A run of records
---
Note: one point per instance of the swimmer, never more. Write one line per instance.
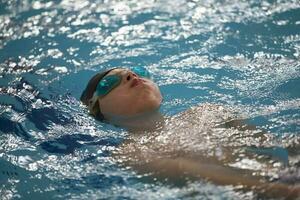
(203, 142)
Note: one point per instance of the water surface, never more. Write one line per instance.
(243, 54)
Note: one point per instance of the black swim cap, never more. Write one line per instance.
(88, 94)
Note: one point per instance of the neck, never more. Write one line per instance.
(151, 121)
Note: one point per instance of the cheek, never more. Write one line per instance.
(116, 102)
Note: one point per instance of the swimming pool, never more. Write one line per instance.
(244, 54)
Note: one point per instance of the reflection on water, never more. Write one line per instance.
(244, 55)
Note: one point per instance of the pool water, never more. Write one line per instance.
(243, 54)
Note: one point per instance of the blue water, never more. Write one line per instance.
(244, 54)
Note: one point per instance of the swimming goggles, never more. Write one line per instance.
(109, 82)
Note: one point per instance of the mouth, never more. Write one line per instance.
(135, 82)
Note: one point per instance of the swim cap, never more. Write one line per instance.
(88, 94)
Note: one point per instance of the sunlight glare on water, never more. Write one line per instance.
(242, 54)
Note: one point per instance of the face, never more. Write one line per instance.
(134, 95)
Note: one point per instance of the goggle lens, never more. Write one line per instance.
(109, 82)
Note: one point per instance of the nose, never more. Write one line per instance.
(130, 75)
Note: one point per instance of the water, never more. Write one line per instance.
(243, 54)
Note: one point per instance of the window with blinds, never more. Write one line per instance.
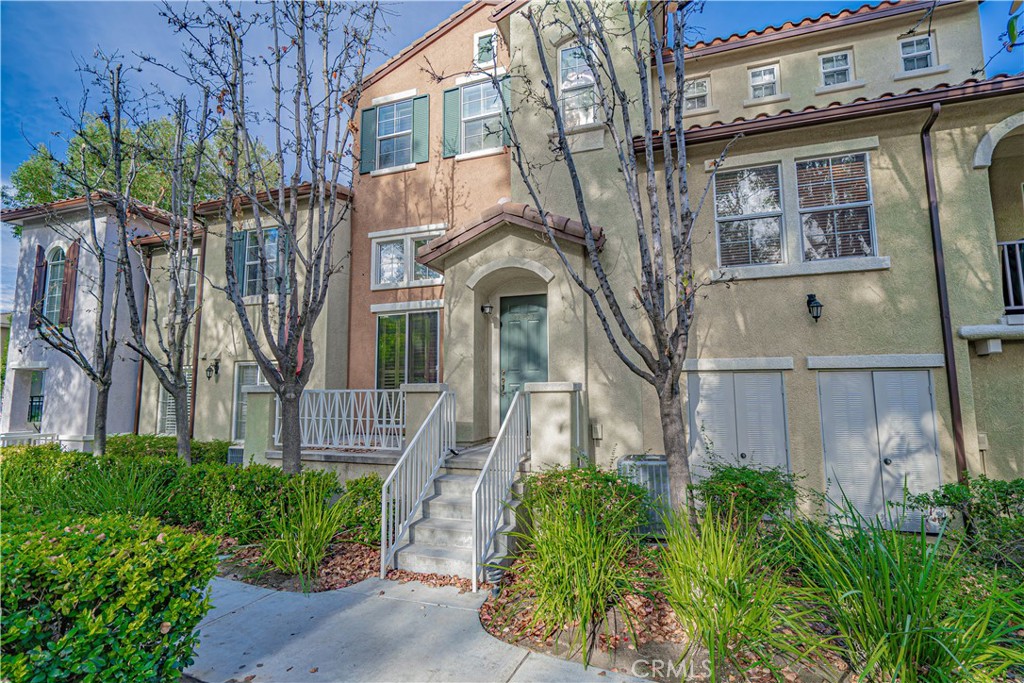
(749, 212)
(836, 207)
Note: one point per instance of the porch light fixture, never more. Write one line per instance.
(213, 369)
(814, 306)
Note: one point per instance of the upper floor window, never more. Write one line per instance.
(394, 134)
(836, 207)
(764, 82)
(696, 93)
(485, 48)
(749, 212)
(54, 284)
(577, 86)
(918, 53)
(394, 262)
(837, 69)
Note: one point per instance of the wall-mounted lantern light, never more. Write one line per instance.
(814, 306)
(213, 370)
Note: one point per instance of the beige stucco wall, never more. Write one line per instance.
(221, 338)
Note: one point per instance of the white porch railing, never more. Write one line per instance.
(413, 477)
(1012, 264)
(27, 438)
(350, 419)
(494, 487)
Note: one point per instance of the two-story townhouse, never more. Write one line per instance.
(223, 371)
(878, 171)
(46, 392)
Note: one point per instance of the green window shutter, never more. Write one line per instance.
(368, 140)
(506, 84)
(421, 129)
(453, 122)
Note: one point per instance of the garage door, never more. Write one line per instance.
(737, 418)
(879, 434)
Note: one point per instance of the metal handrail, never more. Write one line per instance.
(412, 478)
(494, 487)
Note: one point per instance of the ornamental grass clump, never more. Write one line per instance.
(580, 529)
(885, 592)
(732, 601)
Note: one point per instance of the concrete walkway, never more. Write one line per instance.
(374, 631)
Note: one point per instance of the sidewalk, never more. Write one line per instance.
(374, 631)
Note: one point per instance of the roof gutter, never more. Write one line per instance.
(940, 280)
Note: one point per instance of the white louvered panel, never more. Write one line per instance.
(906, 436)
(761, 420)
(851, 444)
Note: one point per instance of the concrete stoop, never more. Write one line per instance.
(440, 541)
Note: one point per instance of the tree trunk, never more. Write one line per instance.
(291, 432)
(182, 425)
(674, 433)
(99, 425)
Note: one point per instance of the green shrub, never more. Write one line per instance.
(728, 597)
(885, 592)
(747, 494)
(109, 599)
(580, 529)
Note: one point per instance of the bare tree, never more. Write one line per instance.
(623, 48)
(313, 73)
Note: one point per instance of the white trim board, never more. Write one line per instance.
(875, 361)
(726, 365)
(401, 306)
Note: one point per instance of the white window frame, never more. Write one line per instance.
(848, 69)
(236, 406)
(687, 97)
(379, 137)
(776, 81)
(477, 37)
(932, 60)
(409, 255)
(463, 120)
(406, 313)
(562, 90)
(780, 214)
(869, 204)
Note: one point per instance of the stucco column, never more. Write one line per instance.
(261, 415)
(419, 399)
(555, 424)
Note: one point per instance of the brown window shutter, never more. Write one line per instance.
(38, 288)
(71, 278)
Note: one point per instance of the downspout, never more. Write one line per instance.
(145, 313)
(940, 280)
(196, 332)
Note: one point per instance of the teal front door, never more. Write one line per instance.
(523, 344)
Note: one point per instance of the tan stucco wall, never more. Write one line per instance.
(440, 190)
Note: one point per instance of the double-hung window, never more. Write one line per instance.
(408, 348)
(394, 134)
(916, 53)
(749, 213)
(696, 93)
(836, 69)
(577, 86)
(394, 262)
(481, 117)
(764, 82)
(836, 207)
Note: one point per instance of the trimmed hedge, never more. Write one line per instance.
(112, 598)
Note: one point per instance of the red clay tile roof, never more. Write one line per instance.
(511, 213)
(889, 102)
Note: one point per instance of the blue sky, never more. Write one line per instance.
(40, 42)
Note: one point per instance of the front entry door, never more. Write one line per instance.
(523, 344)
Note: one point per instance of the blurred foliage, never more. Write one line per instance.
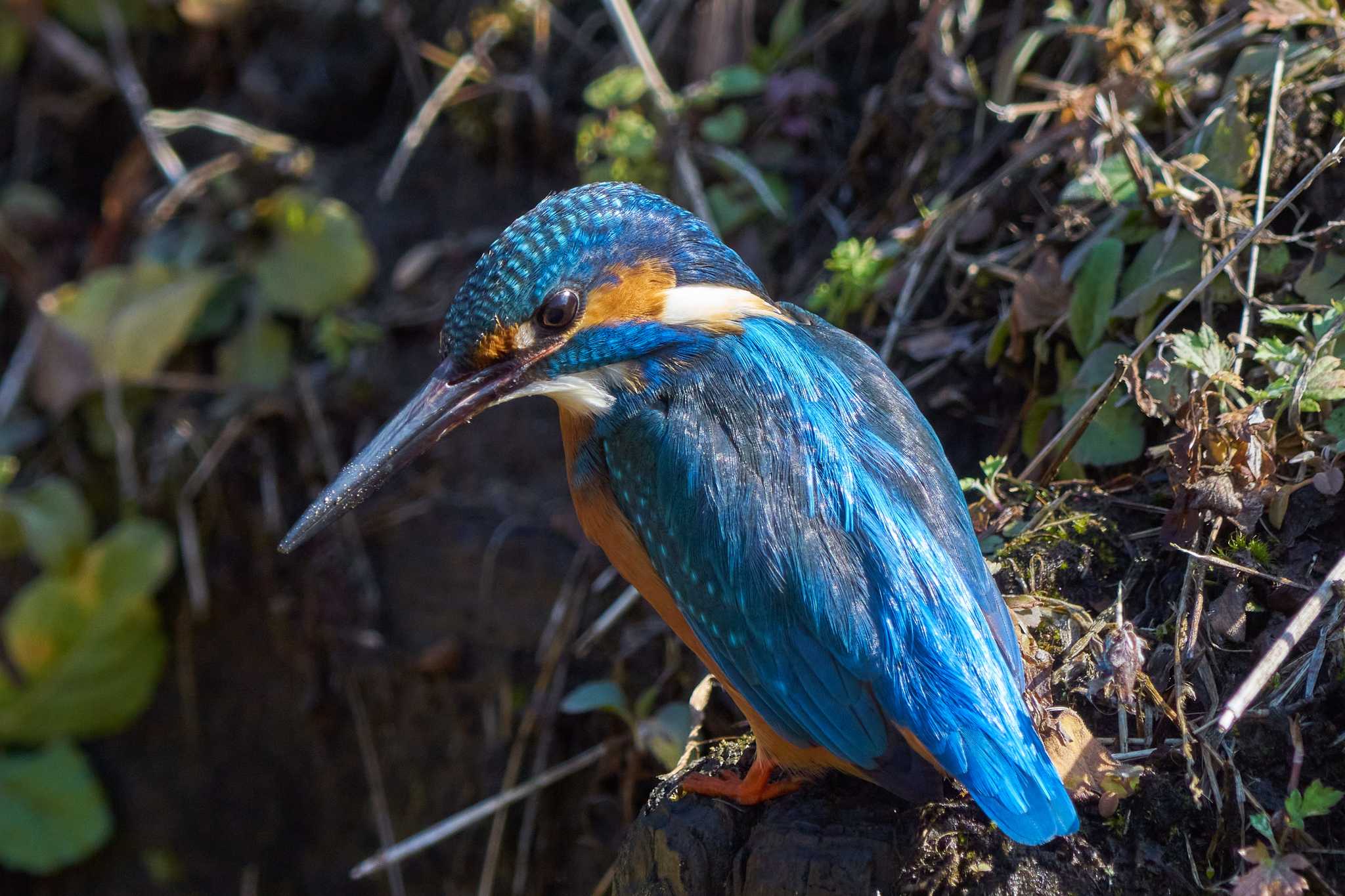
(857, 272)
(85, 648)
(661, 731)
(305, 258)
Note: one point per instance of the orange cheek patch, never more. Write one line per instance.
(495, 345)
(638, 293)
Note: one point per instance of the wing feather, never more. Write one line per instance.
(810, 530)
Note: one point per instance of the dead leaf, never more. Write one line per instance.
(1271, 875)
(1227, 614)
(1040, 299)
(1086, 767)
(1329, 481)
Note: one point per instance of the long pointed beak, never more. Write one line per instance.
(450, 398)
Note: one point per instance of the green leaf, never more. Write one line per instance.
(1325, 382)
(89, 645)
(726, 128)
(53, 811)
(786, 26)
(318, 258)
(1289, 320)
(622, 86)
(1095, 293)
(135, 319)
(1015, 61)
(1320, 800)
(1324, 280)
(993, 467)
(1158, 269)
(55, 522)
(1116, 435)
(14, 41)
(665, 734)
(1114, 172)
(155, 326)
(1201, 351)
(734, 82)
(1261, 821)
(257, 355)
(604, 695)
---
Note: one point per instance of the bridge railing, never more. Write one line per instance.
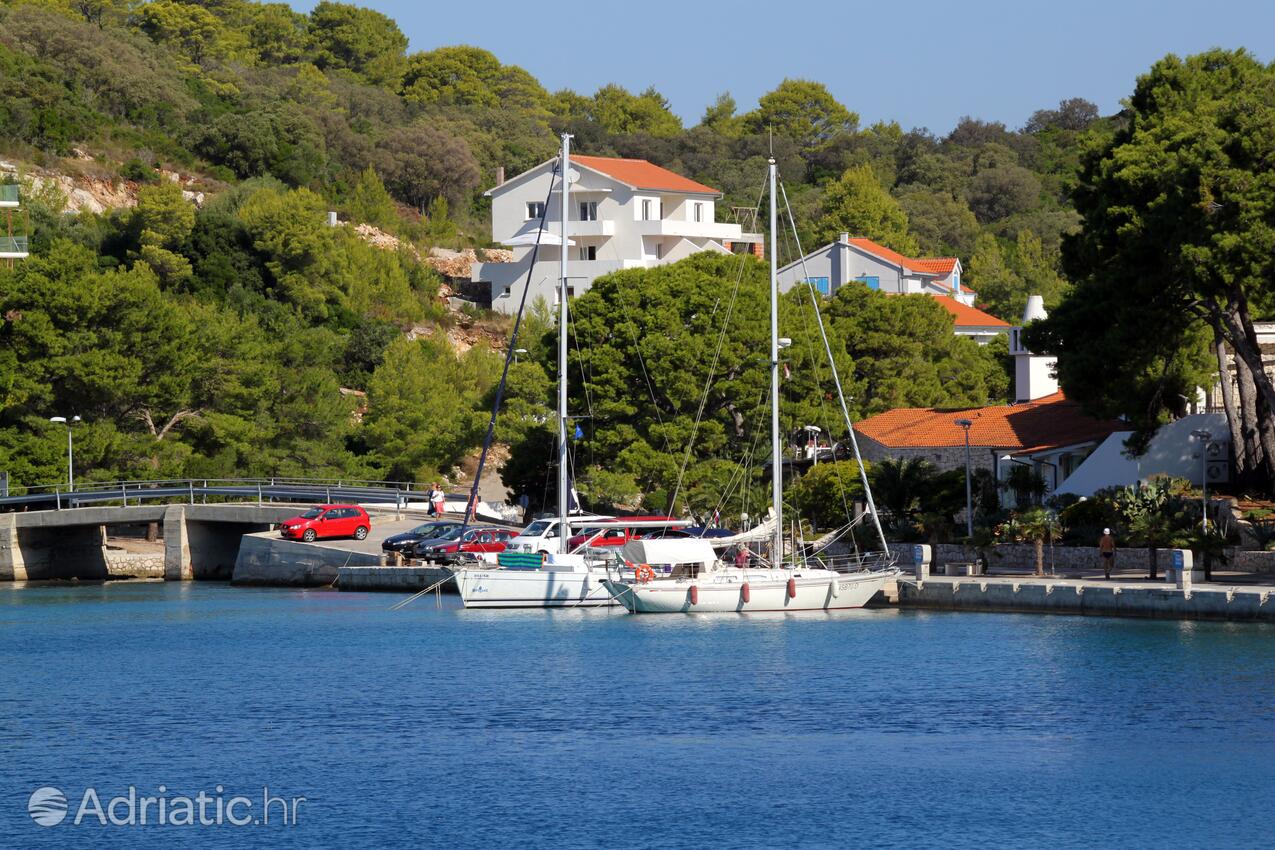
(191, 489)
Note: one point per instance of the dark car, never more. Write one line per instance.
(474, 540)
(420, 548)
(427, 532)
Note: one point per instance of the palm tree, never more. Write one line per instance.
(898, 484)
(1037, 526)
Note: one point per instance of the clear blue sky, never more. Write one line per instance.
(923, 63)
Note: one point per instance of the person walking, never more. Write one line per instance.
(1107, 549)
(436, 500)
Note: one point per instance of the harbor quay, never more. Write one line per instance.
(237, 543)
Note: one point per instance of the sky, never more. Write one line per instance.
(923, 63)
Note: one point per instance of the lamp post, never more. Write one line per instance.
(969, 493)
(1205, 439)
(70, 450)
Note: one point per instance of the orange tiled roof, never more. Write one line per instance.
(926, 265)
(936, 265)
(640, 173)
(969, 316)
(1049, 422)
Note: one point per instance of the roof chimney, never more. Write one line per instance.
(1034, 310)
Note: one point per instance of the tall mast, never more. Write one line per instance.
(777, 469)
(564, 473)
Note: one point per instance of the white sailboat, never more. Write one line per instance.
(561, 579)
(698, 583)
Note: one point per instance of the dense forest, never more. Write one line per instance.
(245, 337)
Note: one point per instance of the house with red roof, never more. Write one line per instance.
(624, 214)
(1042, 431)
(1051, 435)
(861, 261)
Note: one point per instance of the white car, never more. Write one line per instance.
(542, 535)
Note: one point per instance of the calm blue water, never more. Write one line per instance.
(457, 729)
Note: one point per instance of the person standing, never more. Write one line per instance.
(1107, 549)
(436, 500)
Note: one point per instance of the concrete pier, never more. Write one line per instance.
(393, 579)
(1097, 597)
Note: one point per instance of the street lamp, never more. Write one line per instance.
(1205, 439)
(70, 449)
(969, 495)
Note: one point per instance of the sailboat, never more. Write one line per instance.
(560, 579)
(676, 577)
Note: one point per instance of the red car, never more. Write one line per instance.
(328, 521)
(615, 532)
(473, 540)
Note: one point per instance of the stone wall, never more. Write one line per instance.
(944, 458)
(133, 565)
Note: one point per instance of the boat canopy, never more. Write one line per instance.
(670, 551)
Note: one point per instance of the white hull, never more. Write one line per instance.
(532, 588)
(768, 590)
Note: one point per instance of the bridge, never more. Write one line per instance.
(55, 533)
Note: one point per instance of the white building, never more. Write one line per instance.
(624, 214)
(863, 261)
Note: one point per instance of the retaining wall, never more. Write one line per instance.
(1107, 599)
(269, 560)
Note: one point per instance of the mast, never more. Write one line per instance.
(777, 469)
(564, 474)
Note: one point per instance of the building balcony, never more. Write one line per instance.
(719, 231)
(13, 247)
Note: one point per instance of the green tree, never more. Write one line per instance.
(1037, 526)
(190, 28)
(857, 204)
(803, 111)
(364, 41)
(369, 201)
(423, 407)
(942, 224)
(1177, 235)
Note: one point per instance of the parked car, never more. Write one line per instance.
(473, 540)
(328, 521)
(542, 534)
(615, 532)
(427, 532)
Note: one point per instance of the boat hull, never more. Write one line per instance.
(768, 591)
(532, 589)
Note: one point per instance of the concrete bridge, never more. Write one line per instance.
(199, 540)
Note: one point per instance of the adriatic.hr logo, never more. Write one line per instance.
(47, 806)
---
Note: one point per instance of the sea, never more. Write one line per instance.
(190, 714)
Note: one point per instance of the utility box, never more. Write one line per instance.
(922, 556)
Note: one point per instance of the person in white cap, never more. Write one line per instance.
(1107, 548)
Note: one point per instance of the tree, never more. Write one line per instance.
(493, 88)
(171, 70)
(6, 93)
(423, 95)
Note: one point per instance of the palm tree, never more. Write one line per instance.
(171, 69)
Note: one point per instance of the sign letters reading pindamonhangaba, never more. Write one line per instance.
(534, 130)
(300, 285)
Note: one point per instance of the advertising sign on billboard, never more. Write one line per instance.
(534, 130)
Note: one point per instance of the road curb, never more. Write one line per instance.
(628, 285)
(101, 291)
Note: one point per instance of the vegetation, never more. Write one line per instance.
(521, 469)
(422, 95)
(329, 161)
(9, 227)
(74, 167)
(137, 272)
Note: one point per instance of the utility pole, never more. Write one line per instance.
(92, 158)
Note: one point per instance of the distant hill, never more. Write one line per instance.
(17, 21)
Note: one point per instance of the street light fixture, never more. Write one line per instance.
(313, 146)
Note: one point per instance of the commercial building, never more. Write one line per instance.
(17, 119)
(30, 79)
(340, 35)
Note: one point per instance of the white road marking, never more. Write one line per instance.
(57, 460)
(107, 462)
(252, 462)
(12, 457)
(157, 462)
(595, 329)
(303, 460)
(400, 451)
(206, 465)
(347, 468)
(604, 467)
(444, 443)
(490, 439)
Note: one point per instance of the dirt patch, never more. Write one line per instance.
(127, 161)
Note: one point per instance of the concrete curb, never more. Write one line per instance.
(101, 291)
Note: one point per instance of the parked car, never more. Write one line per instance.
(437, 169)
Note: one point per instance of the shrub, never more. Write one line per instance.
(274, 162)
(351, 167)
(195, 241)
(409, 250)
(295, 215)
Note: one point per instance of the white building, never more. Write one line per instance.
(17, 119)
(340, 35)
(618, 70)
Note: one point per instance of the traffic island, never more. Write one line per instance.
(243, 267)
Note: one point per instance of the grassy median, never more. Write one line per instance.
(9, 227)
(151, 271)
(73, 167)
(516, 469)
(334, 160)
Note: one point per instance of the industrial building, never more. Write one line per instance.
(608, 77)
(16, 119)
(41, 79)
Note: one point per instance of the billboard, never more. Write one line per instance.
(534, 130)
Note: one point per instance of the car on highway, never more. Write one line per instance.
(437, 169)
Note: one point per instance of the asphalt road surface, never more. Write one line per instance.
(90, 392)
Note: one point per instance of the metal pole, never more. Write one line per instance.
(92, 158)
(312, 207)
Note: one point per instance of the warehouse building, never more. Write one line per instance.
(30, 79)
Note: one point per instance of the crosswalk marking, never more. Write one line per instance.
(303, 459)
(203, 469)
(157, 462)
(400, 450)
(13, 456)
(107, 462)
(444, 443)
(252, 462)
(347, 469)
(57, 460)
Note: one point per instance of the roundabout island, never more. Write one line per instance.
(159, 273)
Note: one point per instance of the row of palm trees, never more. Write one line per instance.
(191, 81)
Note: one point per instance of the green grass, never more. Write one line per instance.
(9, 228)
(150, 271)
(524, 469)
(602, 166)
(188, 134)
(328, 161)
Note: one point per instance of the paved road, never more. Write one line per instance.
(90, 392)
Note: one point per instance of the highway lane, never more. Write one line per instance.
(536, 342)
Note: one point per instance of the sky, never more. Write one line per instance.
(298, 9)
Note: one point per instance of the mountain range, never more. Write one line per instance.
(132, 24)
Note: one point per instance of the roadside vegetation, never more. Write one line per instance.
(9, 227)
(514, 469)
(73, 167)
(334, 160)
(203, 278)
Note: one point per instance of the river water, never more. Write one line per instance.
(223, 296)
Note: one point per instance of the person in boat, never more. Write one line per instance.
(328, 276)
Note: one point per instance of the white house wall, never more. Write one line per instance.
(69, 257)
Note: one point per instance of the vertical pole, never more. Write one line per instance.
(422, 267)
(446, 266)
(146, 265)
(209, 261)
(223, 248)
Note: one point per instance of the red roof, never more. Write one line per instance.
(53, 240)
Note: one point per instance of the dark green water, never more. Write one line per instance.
---
GOAL =>
Could you give again, word for word, the records starting at the line that contains "Note: one point per instance of the lamp" and ending at the line that contains "(1034, 310)", with both of those lines included?

ANSWER TO THIS PROBLEM =>
Note: one point per instance of the lamp post, never more. Write one line per instance.
(969, 493)
(1205, 439)
(70, 450)
Note: one point per instance of the orange tiled roof, never more. Write one line per instance.
(926, 265)
(936, 265)
(640, 173)
(969, 316)
(1049, 422)
Note: one point per instance of the roof chimney, never more. Write one line per instance.
(1034, 310)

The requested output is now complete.